The full listing below should be copied verbatim.

▶ [Task data]
┄┄┄┄┄┄

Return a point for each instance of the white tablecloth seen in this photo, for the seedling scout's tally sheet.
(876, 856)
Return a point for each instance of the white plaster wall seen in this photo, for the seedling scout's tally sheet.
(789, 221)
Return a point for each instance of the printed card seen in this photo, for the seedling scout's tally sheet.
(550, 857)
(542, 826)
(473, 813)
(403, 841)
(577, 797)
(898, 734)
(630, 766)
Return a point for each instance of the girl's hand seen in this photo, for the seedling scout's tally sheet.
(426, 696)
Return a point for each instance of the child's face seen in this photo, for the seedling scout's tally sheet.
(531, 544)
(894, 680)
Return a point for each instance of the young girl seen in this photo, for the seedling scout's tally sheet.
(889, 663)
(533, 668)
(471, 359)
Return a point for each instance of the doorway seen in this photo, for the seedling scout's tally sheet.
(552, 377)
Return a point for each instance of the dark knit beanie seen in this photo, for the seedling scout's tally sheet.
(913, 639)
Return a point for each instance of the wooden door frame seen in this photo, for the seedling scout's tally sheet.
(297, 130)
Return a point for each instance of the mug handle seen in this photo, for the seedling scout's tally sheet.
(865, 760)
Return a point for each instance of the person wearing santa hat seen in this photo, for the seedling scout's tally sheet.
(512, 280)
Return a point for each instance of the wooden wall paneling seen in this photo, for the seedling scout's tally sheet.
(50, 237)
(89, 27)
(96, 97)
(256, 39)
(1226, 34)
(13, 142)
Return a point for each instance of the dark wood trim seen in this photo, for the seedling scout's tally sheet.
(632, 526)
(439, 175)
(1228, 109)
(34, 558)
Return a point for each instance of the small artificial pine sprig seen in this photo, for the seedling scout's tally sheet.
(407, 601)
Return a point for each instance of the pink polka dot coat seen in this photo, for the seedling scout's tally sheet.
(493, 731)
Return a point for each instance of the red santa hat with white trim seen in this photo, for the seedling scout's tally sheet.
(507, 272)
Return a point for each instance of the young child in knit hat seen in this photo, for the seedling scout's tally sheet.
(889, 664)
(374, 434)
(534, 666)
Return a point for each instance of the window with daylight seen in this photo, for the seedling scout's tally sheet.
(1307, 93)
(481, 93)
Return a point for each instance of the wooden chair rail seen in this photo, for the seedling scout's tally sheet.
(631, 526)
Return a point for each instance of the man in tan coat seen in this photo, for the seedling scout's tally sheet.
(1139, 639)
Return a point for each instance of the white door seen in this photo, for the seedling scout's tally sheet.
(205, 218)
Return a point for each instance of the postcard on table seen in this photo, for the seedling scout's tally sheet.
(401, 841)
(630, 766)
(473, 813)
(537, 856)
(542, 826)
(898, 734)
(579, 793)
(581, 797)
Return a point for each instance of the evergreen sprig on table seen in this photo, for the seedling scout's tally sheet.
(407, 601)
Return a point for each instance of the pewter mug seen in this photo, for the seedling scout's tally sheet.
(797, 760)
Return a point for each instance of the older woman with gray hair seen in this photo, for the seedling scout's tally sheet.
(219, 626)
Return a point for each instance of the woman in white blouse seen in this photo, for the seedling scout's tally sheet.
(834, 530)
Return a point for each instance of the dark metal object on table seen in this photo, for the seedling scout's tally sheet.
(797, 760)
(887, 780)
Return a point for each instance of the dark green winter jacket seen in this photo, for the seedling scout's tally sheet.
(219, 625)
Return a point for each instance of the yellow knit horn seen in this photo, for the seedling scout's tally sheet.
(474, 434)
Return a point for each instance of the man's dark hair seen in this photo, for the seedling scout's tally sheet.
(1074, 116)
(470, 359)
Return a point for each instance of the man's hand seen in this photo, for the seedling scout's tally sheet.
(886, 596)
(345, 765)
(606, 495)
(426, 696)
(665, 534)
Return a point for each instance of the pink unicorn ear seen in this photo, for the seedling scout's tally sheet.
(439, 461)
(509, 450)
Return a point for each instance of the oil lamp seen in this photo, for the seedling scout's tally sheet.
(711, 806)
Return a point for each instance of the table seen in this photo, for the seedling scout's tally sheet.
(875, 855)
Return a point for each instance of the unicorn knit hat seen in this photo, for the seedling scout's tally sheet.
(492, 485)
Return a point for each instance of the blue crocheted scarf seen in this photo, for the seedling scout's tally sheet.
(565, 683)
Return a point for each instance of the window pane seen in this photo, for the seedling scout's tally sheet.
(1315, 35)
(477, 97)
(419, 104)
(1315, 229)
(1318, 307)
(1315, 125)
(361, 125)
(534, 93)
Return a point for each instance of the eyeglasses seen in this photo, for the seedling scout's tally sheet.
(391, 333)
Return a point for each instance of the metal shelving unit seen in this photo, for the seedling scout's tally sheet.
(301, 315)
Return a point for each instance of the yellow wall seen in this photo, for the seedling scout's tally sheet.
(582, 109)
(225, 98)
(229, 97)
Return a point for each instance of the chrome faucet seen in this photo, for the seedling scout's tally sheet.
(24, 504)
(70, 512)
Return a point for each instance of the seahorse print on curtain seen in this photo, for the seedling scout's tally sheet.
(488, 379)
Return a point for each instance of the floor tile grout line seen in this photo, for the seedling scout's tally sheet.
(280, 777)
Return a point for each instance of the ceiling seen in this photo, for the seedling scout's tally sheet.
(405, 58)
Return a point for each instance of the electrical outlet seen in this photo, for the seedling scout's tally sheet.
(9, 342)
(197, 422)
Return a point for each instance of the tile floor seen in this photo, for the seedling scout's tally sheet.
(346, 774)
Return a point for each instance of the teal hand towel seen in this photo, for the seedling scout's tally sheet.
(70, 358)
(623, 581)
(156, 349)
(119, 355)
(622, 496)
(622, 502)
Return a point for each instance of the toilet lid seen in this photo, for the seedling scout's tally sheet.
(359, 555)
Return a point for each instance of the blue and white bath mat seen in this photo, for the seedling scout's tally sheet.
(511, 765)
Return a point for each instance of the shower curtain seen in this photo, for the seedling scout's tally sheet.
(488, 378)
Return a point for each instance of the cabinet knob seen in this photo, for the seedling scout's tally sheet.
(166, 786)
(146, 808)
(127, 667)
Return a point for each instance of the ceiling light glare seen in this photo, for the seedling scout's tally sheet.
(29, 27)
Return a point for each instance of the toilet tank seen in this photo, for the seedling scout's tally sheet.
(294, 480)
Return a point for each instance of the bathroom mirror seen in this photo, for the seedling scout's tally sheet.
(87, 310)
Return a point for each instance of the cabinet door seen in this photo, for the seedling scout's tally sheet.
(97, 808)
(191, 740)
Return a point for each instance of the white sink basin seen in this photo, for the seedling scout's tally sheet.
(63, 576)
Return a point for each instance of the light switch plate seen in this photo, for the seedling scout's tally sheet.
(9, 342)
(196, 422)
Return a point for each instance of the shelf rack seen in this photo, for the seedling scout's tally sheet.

┄┄┄┄┄┄

▶ [Result]
Return a point for each instance of the white tablecloth seen in this photo, for the seedling scout's tally sheet.
(876, 856)
Return a point for each instance of the white plaster wall seen in this photo, for the seedling scout's tally sheet.
(789, 221)
Return a point for each instance of the printed card seen in this photo, for the seedling scout's tally sheet.
(550, 857)
(542, 826)
(473, 813)
(403, 841)
(577, 797)
(898, 734)
(630, 766)
Return a point for each instance of the girl's hand seen in this photo, for the seedling scout's tally sheet.
(426, 696)
Return a point for each instance of the child's face seen in this photo, for the seedling scout's tally sheet.
(531, 544)
(894, 680)
Return a point for each instance of the young girl seen in this photo, for the seedling scout's tally sheet.
(889, 663)
(533, 668)
(471, 359)
Return a point for each instance of the doorway seen in this photo, for the seedling scout's tally sheet.
(552, 377)
Return a point for each instance of the dark knit beanie seen in this photo, for the seedling scout's tally sheet.
(913, 639)
Return a point for each instance of the wooden door frame seen in this photo, for the seedling scout's tally sheet.
(297, 130)
Return a point for each instance of the mug handle seen in this photo, for the seedling scout's tally sheet.
(865, 760)
Return a point for each instance of the person wearing santa hat seen in this photo, for the seedling scout's tally sheet.
(512, 280)
Return a point for each instance of the wooden wall paneling seen in this photo, for the seedling scout's tally sheet.
(50, 237)
(89, 27)
(96, 97)
(256, 39)
(1226, 34)
(13, 142)
Return a point for each instance of the dark wood trim seen in this photo, for the seedling scout's tally sheet.
(632, 526)
(439, 175)
(1228, 109)
(34, 558)
Return a point for each instance of the small artificial pine sprig seen in this photo, for the seedling scout's tally sheet.
(407, 601)
Return a point for each instance of the pink polka dot coat seen in this photo, for the seedling scout's tally sheet.
(493, 731)
Return a point for each instance of the red santa hat with white trim seen in this photo, for the seedling scout's tally sheet.
(507, 272)
Return a point for each instance of the young child in knit hat seen in this photo, for the seedling scout's tally sheet.
(889, 664)
(374, 434)
(534, 666)
Return a point for each instance of the window with daylight seen in this photo, for the seedling scout's tally sheet.
(1307, 93)
(481, 93)
Return a point for each instance of the wooden chair rail seen in this photo, for the seedling scout's tally sheet.
(631, 526)
Return a point for each instance of the man in tan coat seen in this photo, for the seedling scout's tally sheet.
(1139, 639)
Return a point for each instance of the white door seen in this photo, for the seedling scout's tally sheet.
(205, 218)
Return a point for each instance of the postcard on table seen in this photo, for the seedling scout's tally sheet.
(401, 841)
(630, 766)
(473, 813)
(537, 856)
(542, 826)
(898, 734)
(579, 793)
(581, 797)
Return a point for each instance of the evergreen sprig on table seen in this photo, for the seedling scout's tally sheet.
(407, 601)
Return a point for each instance of the pewter mug seen in this photo, for the seedling scout's tally sheet.
(797, 760)
Return a point for each instance of the older woman with gray hair seen in this photo, for the seedling scout's tally sheet.
(219, 626)
Return a point for each instance of the woman in white blouse seen in this photo, for the seedling scout's tally sheet.
(834, 530)
Return a point for each instance of the dark metal object on table seen in this photo, for the seedling scout's tally sheet.
(797, 760)
(887, 780)
Return a point for each instance of the dark green winter jacket seen in this photo, for the seedling scout's tally sheet.
(219, 625)
Return a point for each instance of the yellow knit horn seen in this photo, for the seedling scout's tally sheet.
(474, 434)
Return a point for each instance of the man's dark hair seen in this photo, for the seedling scout's tally sheet.
(1074, 116)
(470, 359)
Return a point for each instance of the man's hand seen in this photo, for the seedling scout's tally sheet.
(886, 596)
(345, 765)
(606, 495)
(426, 696)
(665, 534)
Return a point for each instance of the pink unicorn ear seen in this photo, for the seedling scout's tally sheet.
(439, 461)
(509, 450)
Return a point for each instance of the oil lamp seen in this photo, for the seedling scout's tally sheet.
(711, 806)
Return a point for each instance of the table seen in this photo, for the seedling scout's tally sheet.
(875, 855)
Return a point for each instance of the unicorn knit hat seen in this photo, for the seedling scout's tally sheet.
(492, 485)
Return a point for each instance of the blue crocheted scarf seen in this photo, for the seedling scout's tally sheet.
(565, 683)
Return a point for each instance of the window pane seen in this photo, for the seedling scout's tally sheet.
(1315, 35)
(477, 97)
(419, 104)
(1315, 229)
(1318, 307)
(1315, 125)
(361, 125)
(534, 93)
Return a point for each instance of the eyeglasses seen in this photo, for the seedling scout's tally sheet.
(391, 333)
Return a point for each instance of the metal shelving unit seen in this photo, for the seedling scout's tally sheet.
(301, 315)
Return a point for each instance of the yellow wall seen in this photo, for the seedling scout's tally sheet.
(582, 109)
(225, 98)
(229, 97)
Return a point for each instance of the chrome faucet seen in this photo, for the seedling scout's tally sheet.
(24, 504)
(70, 512)
Return a point for each instance of the seahorse print on curtain seen in this photo, for the seedling scout's tally sheet.
(488, 379)
Return a point for each instance of the floor tile grout line seen in this photo, for the seedling scout's tally sheet.
(280, 777)
Return a point for each instance of the ceiling seen in this photo, for the seedling scout's tally sheet.
(405, 58)
Return a point for each instance of the electrical outlet seen in this photo, for the seedling scout's tally sheet.
(9, 342)
(197, 422)
Return a point for each instance of the tile floor seen in this photo, for the seedling scout's tally sheet.
(346, 774)
Return a point for each instance of the teal hand towel seen in this photo, for the seedling scout's tally sheet.
(70, 358)
(623, 581)
(156, 349)
(119, 355)
(622, 496)
(622, 502)
Return a point for each instance of the toilet lid seen in this photo, for the seedling scout's tally sheet.
(359, 555)
Return a point for each instance of the blue and white bath mat seen in this photo, for the seedling scout's tally sheet.
(511, 765)
Return a point for each instance of the shower curtain seen in this photo, for the seedling scout's tally sheet.
(488, 378)
Return a point for each instance of the cabinet knob seen in this photo, for the seedling scout's tally sheet.
(166, 786)
(146, 808)
(127, 667)
Return a point for each instance of the ceiling light glare seen in this photo, for the seedling scout's tally sheet.
(29, 27)
Return a point for each instance of the toilet tank seen in this photo, for the seedling scout's tally sheet.
(294, 480)
Return a point for each instance of the bathroom mirror seen in this photo, for the seedling scout's tally sheet.
(87, 310)
Return a point for each instance of the cabinet door seen in this photo, for the seedling scout's tally sheet.
(97, 808)
(191, 740)
Return a point for each instance of the white sink basin seen in this photo, for the seedling scout's tally sheet.
(63, 576)
Return a point for each instance of the light switch plate seen in this photo, for the seedling scout's tally sheet.
(9, 342)
(196, 422)
Return a point for each instance of the shelf rack seen in this photo, for the seedling scout's tally sheet.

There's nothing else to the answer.